═══ AVAILABLE DATA
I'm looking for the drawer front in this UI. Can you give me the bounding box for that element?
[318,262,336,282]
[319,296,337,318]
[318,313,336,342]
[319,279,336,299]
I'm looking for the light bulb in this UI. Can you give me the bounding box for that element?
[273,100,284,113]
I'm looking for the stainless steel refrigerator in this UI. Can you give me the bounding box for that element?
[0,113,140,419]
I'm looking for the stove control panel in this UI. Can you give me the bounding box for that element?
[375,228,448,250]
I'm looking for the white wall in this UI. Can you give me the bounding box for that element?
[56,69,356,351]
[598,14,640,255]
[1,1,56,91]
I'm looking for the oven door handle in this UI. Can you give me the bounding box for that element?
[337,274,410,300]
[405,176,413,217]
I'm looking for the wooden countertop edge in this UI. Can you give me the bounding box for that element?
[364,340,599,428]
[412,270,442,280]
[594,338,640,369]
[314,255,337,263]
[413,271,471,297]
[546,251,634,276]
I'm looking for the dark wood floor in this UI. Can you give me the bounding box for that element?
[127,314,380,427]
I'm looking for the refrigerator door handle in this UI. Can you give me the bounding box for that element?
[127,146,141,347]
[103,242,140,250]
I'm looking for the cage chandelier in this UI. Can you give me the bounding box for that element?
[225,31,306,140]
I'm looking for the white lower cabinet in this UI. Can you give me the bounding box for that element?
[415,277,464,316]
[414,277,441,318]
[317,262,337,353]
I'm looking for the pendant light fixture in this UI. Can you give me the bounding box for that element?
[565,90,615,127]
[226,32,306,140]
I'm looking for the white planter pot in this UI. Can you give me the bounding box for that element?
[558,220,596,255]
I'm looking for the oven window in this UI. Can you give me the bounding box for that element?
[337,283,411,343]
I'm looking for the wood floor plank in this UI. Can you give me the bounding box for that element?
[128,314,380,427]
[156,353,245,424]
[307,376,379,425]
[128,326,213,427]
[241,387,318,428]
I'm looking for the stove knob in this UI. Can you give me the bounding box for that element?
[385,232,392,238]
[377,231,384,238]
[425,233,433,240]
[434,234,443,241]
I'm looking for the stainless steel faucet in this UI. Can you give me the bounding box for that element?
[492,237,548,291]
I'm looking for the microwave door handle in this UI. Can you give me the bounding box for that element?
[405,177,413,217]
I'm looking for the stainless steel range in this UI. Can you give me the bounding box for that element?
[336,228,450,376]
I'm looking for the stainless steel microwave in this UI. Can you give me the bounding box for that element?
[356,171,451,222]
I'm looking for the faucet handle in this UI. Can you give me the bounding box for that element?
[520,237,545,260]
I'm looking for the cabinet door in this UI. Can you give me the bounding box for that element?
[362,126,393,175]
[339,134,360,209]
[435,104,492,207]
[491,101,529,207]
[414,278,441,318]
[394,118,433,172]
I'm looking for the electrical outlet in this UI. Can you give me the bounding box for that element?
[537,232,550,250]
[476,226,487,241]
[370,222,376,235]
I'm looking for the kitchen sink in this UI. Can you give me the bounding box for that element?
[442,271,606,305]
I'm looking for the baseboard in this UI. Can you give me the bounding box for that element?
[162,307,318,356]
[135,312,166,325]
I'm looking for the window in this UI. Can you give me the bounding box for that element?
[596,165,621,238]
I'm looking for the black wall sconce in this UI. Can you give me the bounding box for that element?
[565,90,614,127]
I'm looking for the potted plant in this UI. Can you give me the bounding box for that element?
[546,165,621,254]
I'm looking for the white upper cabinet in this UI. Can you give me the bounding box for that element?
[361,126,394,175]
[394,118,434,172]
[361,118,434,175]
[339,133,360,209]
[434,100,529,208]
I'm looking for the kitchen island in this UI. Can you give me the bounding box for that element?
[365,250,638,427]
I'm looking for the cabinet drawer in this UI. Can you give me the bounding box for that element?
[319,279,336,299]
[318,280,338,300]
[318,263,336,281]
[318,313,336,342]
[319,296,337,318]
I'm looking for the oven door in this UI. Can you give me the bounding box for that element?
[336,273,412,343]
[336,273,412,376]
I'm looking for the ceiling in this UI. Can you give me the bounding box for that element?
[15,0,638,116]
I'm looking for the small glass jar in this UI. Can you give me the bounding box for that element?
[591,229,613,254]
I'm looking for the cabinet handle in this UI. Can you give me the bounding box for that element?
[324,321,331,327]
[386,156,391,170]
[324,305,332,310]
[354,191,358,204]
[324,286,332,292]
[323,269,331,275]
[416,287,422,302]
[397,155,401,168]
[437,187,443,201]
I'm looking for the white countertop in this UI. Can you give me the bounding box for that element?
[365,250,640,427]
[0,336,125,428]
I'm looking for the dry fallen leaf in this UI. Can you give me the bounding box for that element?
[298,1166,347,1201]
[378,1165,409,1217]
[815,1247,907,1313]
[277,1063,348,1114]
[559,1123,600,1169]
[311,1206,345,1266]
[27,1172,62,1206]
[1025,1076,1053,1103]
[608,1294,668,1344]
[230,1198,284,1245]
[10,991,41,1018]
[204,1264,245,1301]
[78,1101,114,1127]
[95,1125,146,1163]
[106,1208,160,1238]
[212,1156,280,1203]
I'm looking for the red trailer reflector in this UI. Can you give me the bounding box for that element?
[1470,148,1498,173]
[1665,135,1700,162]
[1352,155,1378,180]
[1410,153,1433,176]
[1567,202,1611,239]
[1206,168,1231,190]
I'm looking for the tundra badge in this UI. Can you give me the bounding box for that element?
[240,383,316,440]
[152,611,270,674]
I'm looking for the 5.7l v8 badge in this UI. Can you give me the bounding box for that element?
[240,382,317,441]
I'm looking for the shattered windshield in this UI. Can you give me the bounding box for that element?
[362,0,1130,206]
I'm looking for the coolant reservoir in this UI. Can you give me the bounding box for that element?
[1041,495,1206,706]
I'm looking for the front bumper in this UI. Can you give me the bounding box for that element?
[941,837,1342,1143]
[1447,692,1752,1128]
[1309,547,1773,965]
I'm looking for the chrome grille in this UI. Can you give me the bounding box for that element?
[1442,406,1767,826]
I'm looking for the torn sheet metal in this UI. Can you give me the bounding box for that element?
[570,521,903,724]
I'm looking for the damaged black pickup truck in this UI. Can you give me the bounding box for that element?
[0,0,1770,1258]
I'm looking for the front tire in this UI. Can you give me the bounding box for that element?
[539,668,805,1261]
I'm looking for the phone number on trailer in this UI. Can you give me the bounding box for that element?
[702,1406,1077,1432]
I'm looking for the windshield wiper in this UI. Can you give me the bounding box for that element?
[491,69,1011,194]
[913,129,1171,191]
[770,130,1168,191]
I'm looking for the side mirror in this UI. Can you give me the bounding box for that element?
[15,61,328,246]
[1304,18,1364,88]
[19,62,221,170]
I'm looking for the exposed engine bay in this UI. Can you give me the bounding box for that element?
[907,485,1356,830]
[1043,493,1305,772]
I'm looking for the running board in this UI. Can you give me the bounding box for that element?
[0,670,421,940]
══════
TASK REQUIREMENTS: All of the records need to be transcribed exactly.

TASK RESPONSE:
I'm looking for the drawer front in this UI. Can you give me the bounding box for that element?
[318,262,336,282]
[319,296,337,318]
[318,313,336,342]
[319,279,336,299]
I'm looking for the light bulb in this UI. Can you give me the bounding box for that element?
[273,100,284,113]
I'm looking for the stainless steel refrigerator in this UI. Can you give me the bounding box for that element?
[0,113,140,419]
I'm looking for the stove control panel in this UI. Can you give me the bounding box for that element?
[375,228,448,250]
I'm looking for the white wall in this UI. Can you give me the bounding box for that element?
[56,69,356,351]
[598,14,640,255]
[1,1,56,91]
I'm looking for the oven door handle in this UI. Can you give me the bounding box for that element?
[337,274,410,300]
[405,176,413,217]
I'm looking for the wooden countertop edge in this UI. Can you give me the bounding box for that element?
[364,340,599,428]
[412,270,442,280]
[594,338,640,369]
[314,255,337,263]
[413,271,471,297]
[546,251,634,276]
I'm looking for the dark wood floor in this UI. Can you give me the bounding box for that element?
[127,314,380,427]
I'm looking for the refrigerator door handle in this UI. Can you give me the bounding box for that element?
[127,146,141,347]
[103,242,140,250]
I'm looking for the cage chandelier in this UI. Can you give me the bounding box for that element?
[225,31,306,140]
I'm looking for the white lower cabinet in this UI. Can you give me the bounding box for that element?
[415,277,464,316]
[414,277,441,318]
[317,262,337,353]
I'm looking for the pendant light fixture in this UI. Can you give me the bounding box for that element?
[565,90,615,127]
[226,32,306,140]
I'm looking for the white planter pot in this UI. Can you give me the bounding box for that element?
[558,220,596,255]
I'm looking for the oven window in this UI. Can you give me the bounding box for that element?
[337,283,411,343]
I'm looking for the wood floor plank in this UI. Can you give me the bounding box for that element?
[128,314,380,427]
[156,353,245,424]
[307,376,379,425]
[128,326,213,427]
[241,387,318,428]
I'm looking for the stove knob in this UI. Can you give me the bounding box for that element?
[385,232,392,238]
[377,231,384,238]
[425,233,433,240]
[434,234,443,241]
I'm looking for the stainless steel faucet in this UI. Can you give me the bounding box for that element?
[492,237,548,291]
I'm looking for the microwave door handle in this UI. Can you give me the bounding box for that element?
[405,177,413,217]
I'm looking for the stainless steel range in this UI. Can you give me the bounding box for that element?
[336,228,450,376]
I'm looking for the stainless steel microwave in this UI. Can you give me the bounding box for that element?
[356,171,451,222]
I'm looking for the faucet handle in this UI. Can you give me the bounding box for that element?
[520,237,545,260]
I'm looking for the cabinet door in this UI. Can you give me the bounding box for that element?
[362,126,393,175]
[339,134,360,209]
[435,104,492,207]
[491,101,529,207]
[414,278,441,318]
[394,118,433,172]
I'm looking for the electrical outlet in this UI. Can you give me the bounding box for that element?
[537,232,550,250]
[476,226,487,241]
[370,222,376,235]
I'm looking for the kitchen sink in this UI. Can you give me the bounding box for that element?
[442,271,606,305]
I'm looking for the baseboard in this UI. Can you give me the bounding box for that element?
[162,307,318,356]
[135,312,166,325]
I'm looking for the window in this UI. Can you give me the bounding box for that element?
[596,165,621,238]
I'm looking for the black wall sconce in this UI. Can you give me the bounding box for that element?
[565,90,614,127]
I'm looking for the potted plant in this UI. Can you give me the bounding box for that element?
[546,165,621,254]
I'm looking for the white upper cabinet in this UI. Can you give me the bounding box for that element?
[361,126,394,175]
[394,118,434,172]
[361,118,434,175]
[339,133,360,209]
[434,100,529,208]
I'm looking for the kitchen island in this UI. Can you give me the bounding box for that element?
[365,250,638,427]
I'm looking for the cabinet drawer in this UI. Can you give me the bounding box for that element?
[319,279,336,299]
[318,280,338,300]
[318,263,336,281]
[318,313,336,342]
[319,296,337,318]
I'm looking for the oven door in this UI. Can you give me the bounding box for that element?
[336,273,412,343]
[336,273,412,376]
I'm looking for the ceiling in this UI. Can you give me the bounding box for that element?
[15,0,638,116]
I'm looking for the small glass jar in this UI. Can you give me the bounding box for that element?
[591,229,613,254]
I'm looking for the cabinet handle in this UI. Can you give me the bounding box for that element?
[324,321,331,327]
[386,156,391,170]
[324,305,332,310]
[354,191,358,204]
[324,286,332,292]
[323,269,331,275]
[416,287,422,302]
[397,155,401,168]
[437,187,443,201]
I'm looking for the white countertop in this UI. Can you give me the bounding box for that element?
[365,250,640,427]
[0,336,125,428]
I'm looking for the dry fallen leaf in this UI. Can you give me the bounding box for that element?
[298,1166,347,1201]
[378,1165,409,1217]
[815,1247,907,1313]
[277,1063,348,1114]
[559,1123,600,1169]
[311,1206,345,1266]
[27,1172,62,1206]
[1025,1076,1053,1103]
[608,1294,668,1344]
[230,1198,284,1245]
[10,991,41,1018]
[204,1264,245,1301]
[78,1101,114,1127]
[95,1125,146,1163]
[106,1208,160,1238]
[212,1156,280,1203]
I'm looking for the red trailer reflector in this UI. Can you give me the bounding box for that element?
[1470,148,1498,173]
[1665,135,1700,162]
[1352,155,1378,180]
[1410,153,1433,176]
[1567,202,1611,239]
[1206,168,1231,190]
I'm looking for the tundra badge in this UI. Can you give me the bounding box for that element?
[240,383,316,440]
[152,611,270,674]
I'm looking for the 5.7l v8 badge in this UI. Can you give me the bounding box for that element?
[240,382,317,441]
I'm looking for the shattered windshield in this UI. Can you give me the bounding box for that element?
[362,0,1130,206]
I'm looking for the coolant reservoir in this UI. Can you give me the bounding box for that element?
[1041,495,1206,706]
I'm looking for the front bumper in this UI. Can you give me the bounding box for that element?
[941,837,1342,1143]
[1447,692,1752,1128]
[1309,547,1773,965]
I'm looking for the chrome grille in this UI. Can you give me the bounding box for that element?
[1442,406,1767,826]
I'm looking for the torn sheet metal in this UI. Can you give me the bounding box for that element?
[570,521,903,724]
I'm looking for the damaged black pickup truck in this UI. Can you give me the bounding box for that element?
[0,0,1770,1258]
I'm looking for the front tire in this UI. Can you give me the bounding box for that element?
[539,668,805,1261]
I'm looking for the phone number on trailer in this UI. Can you give me the bounding box for that element?
[702,1406,1077,1432]
I'm looking for the windshield wiper in this UI. Can you give me the bounding box for that element?
[491,69,1011,194]
[913,129,1171,191]
[770,130,1168,191]
I'm looking for the side mirror in this UI. Can you give me the bounding box for that element?
[15,61,328,246]
[1304,18,1364,88]
[19,62,221,170]
I'm looking for the exposed engine bay in this UI. Can you give me the bounding box for that element?
[907,485,1356,830]
[1043,493,1305,772]
I'm looking for the running board in this UI. Can you give me the bounding box for that element?
[0,670,421,940]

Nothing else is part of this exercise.